THE PROBLEM
Nothing may be dropped or altered: reproduce all the data.

── STORED RECORDS ──

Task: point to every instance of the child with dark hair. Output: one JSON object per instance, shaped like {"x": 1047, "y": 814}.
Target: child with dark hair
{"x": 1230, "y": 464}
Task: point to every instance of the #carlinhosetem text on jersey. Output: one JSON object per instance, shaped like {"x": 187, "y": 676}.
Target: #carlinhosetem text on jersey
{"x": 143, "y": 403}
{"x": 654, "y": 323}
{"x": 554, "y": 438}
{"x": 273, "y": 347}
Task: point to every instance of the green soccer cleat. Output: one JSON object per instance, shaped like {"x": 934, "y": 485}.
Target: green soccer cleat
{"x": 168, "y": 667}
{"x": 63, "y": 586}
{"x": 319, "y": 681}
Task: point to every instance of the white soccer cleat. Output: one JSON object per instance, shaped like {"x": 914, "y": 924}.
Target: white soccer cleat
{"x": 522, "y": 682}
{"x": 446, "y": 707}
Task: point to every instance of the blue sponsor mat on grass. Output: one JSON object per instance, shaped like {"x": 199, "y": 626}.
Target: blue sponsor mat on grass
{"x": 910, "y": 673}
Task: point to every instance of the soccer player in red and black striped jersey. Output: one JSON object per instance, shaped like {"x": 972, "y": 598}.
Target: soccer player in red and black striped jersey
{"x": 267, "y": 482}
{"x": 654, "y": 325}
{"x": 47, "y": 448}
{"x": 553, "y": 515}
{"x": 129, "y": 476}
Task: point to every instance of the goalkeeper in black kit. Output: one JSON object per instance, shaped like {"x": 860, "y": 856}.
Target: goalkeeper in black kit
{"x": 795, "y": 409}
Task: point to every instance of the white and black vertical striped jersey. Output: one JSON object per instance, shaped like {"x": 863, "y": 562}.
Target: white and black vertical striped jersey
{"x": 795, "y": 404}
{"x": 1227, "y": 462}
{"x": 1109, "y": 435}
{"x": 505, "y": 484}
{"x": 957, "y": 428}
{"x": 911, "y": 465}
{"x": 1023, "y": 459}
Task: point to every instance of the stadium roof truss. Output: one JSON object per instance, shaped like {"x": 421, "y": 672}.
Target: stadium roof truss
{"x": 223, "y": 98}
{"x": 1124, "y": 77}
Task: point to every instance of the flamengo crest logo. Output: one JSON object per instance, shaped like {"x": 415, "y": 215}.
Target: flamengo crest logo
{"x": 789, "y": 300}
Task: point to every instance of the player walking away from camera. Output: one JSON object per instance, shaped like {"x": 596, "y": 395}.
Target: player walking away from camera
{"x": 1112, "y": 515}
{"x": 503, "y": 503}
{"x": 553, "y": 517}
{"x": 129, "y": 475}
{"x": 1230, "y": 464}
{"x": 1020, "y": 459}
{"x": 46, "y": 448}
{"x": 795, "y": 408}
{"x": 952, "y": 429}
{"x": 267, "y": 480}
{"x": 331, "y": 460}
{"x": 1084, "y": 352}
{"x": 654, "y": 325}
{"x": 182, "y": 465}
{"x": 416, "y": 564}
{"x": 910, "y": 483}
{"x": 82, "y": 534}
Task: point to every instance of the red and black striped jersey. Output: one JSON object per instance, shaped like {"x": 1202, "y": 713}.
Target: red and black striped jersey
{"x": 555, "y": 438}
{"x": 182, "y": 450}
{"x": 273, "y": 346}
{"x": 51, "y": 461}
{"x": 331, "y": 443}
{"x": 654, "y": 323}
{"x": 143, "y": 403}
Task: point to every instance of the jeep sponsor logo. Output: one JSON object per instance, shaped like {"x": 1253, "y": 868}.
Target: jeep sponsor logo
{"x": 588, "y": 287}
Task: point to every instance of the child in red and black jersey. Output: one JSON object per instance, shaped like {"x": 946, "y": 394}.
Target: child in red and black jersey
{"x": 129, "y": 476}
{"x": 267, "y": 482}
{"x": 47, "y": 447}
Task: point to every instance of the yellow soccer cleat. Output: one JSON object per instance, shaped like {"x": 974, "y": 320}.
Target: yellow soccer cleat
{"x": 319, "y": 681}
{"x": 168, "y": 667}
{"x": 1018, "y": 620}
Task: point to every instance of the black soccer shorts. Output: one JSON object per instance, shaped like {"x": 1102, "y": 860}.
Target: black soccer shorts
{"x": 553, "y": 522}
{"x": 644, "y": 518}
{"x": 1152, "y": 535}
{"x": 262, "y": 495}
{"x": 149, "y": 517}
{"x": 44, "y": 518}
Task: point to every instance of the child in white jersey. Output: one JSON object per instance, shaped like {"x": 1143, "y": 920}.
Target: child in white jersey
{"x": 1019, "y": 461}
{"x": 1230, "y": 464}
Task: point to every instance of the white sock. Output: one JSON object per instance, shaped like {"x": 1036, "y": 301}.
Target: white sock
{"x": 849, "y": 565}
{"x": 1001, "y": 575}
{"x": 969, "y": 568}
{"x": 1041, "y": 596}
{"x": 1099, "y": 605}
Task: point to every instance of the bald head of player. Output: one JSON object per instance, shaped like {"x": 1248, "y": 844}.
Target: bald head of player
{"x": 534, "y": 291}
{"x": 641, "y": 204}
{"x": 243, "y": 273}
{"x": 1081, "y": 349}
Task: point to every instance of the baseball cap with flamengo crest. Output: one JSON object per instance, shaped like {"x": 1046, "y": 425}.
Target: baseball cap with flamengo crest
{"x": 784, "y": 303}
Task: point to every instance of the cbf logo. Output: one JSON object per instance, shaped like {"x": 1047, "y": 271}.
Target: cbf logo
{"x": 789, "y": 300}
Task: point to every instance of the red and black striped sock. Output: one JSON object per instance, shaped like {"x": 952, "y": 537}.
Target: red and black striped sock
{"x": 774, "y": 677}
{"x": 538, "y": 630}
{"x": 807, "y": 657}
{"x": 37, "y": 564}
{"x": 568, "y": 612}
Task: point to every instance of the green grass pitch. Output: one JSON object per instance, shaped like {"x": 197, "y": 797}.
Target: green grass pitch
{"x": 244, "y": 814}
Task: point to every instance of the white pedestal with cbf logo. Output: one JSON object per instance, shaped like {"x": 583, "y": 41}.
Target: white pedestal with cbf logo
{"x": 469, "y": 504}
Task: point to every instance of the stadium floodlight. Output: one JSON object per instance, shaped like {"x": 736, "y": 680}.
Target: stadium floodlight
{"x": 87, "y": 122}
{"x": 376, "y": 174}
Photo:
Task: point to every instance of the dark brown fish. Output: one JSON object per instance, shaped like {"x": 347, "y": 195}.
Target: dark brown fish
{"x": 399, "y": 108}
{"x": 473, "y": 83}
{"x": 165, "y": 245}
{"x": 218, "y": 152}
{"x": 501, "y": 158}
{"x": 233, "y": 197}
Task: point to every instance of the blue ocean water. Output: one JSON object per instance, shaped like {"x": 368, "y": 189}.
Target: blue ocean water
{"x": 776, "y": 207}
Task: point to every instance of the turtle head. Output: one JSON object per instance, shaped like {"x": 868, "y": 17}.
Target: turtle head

───

TASK ANSWER
Task: point to every instance of the child with dark hair. Output: one JSON object per instance, shaped like {"x": 1047, "y": 814}.
Target: child with dark hair
{"x": 1230, "y": 464}
Task: point to every instance of the #carlinhosetem text on jersey. Output: one JSON object per instance, shaped like {"x": 187, "y": 676}.
Target: #carlinhosetem text on jersey
{"x": 143, "y": 403}
{"x": 654, "y": 323}
{"x": 554, "y": 438}
{"x": 273, "y": 347}
Task: point to every instance of the green soccer cleat. Output: one JSON object per instance, shaped like {"x": 934, "y": 485}.
Target: green soccer cleat
{"x": 168, "y": 667}
{"x": 63, "y": 586}
{"x": 319, "y": 681}
Task: point to every instance of the white soccer cleat. Output: one JSON object per instance, shaped like {"x": 914, "y": 924}.
Target: white soccer cleat
{"x": 522, "y": 682}
{"x": 446, "y": 707}
Task: point to every instance of the blue sponsor mat on grass. Output: one JSON object per instance, shaped like {"x": 199, "y": 626}.
Target: blue sponsor mat on grass
{"x": 910, "y": 673}
Task: point to every instance of the soccer player in red and black striped jersey. Output: one JSON object per instance, shaped like {"x": 972, "y": 598}.
Target: soccer player in red and black striped jersey
{"x": 267, "y": 482}
{"x": 654, "y": 325}
{"x": 47, "y": 448}
{"x": 553, "y": 515}
{"x": 129, "y": 476}
Task: point to every instance of the goalkeeper in black kit. Output: one JSON object per instance, shaped like {"x": 860, "y": 856}.
Target: goalkeeper in black kit
{"x": 795, "y": 409}
Task: point to every instance of the white and black vertical striped jersey. Output: one JSON object per instance, shaped like {"x": 863, "y": 562}.
Target: white and black vertical striped jersey
{"x": 795, "y": 404}
{"x": 1227, "y": 462}
{"x": 1109, "y": 435}
{"x": 505, "y": 484}
{"x": 957, "y": 428}
{"x": 911, "y": 465}
{"x": 1023, "y": 459}
Task: point to every instance of the stadium roof truss. Output: one JSON object per instance, shaped like {"x": 421, "y": 672}.
Target: stadium roof truss
{"x": 223, "y": 98}
{"x": 1124, "y": 77}
Task: point to every instance of the flamengo crest logo. Output: one JSON object per instance, shaped like {"x": 415, "y": 215}.
Target: flamengo crest logo
{"x": 789, "y": 300}
Task: point to every instance of the player walking away from camera. Output: one JSON object per instance, shaped like {"x": 596, "y": 395}.
Target: player walking away from camera
{"x": 1112, "y": 515}
{"x": 503, "y": 503}
{"x": 553, "y": 517}
{"x": 129, "y": 475}
{"x": 1230, "y": 464}
{"x": 1020, "y": 459}
{"x": 46, "y": 448}
{"x": 795, "y": 408}
{"x": 952, "y": 429}
{"x": 267, "y": 480}
{"x": 331, "y": 460}
{"x": 1084, "y": 352}
{"x": 654, "y": 325}
{"x": 182, "y": 465}
{"x": 416, "y": 564}
{"x": 910, "y": 483}
{"x": 82, "y": 534}
Task: point to every instance of the red and black striped jersey. Output: one JSON object per instance, shaped like {"x": 1202, "y": 713}.
Target: red and black striped jersey
{"x": 555, "y": 438}
{"x": 182, "y": 450}
{"x": 273, "y": 346}
{"x": 51, "y": 461}
{"x": 331, "y": 443}
{"x": 654, "y": 323}
{"x": 143, "y": 403}
Task: point to every instance of the jeep sponsor logo. Output: one JSON object per instance, shaped like {"x": 1253, "y": 868}.
Target: jeep sponsor logo
{"x": 588, "y": 287}
Task: point to every instance of the child in red and black jersey. Output: one JSON object per instance, shaped like {"x": 946, "y": 394}.
Target: child in red and black jersey
{"x": 129, "y": 476}
{"x": 267, "y": 482}
{"x": 47, "y": 447}
Task: point to every instance of the yellow soccer cleat. Output: one JSON object per instance, shaped like {"x": 974, "y": 320}.
Target: yellow soccer cleat
{"x": 319, "y": 681}
{"x": 168, "y": 667}
{"x": 1018, "y": 620}
Task: point to every instance of the black soccer shorts. Output: one JSON object per instance, shaped like {"x": 1102, "y": 860}.
Target: black soccer shorts
{"x": 553, "y": 522}
{"x": 644, "y": 518}
{"x": 1152, "y": 535}
{"x": 262, "y": 495}
{"x": 149, "y": 517}
{"x": 44, "y": 518}
Task: point to every instance of the child in white jersey. Output: one JSON object per instance, shaped like {"x": 1143, "y": 920}.
Target: child in white jersey
{"x": 1019, "y": 461}
{"x": 1230, "y": 464}
Task: point to every instance of the white sock. Output: one JSON object per instance, shaped like {"x": 1036, "y": 301}.
Target: white sock
{"x": 849, "y": 565}
{"x": 1001, "y": 575}
{"x": 969, "y": 568}
{"x": 1041, "y": 596}
{"x": 1099, "y": 605}
Task: point to every instance of the bald head of player. Output: one JSON object per instance, shaped like {"x": 1248, "y": 844}.
Target: bald head of player
{"x": 534, "y": 291}
{"x": 641, "y": 204}
{"x": 243, "y": 273}
{"x": 1081, "y": 349}
Task: point to every instance of the baseball cap with flamengo crest. Output: one JSON object per instance, shaped like {"x": 1046, "y": 425}.
Target: baseball cap with flamengo crest
{"x": 784, "y": 303}
Task: point to every instance of the cbf logo. Output: one JSON object per instance, shaped like {"x": 1047, "y": 271}.
Target: cbf logo
{"x": 789, "y": 300}
Task: point to every instance of the red and black striped sock. Output: one JSON object per instance, shaped like {"x": 952, "y": 537}.
Target: red and black striped sock
{"x": 774, "y": 677}
{"x": 538, "y": 630}
{"x": 807, "y": 657}
{"x": 37, "y": 564}
{"x": 568, "y": 612}
Task: point to every instance of the green grass pitch. Output: one JSON object per instance, shaped like {"x": 197, "y": 797}.
Target: green grass pitch
{"x": 244, "y": 814}
Task: point to every instance of the white pedestal with cbf logo. Output: one JSON object per instance, shaped like {"x": 583, "y": 41}.
Target: white pedestal with cbf logo
{"x": 469, "y": 504}
Task: point to every instance of the stadium floodlight. Output: one JSON object per instance, shaped like {"x": 736, "y": 680}.
Target: stadium floodlight
{"x": 87, "y": 122}
{"x": 376, "y": 174}
Photo:
Task: point to every instance of the dark brown fish. Output: one JSON object per instance, shaped like {"x": 347, "y": 195}.
Target: dark brown fish
{"x": 399, "y": 108}
{"x": 473, "y": 83}
{"x": 165, "y": 245}
{"x": 218, "y": 152}
{"x": 501, "y": 158}
{"x": 233, "y": 197}
Task: point to every instance of the blue ocean water. Output: one JSON object per instance, shaped like {"x": 368, "y": 189}.
Target: blue ocean water
{"x": 776, "y": 207}
Task: point to every instance of the turtle head. Output: one JSON object per instance, shaped like {"x": 868, "y": 17}.
Target: turtle head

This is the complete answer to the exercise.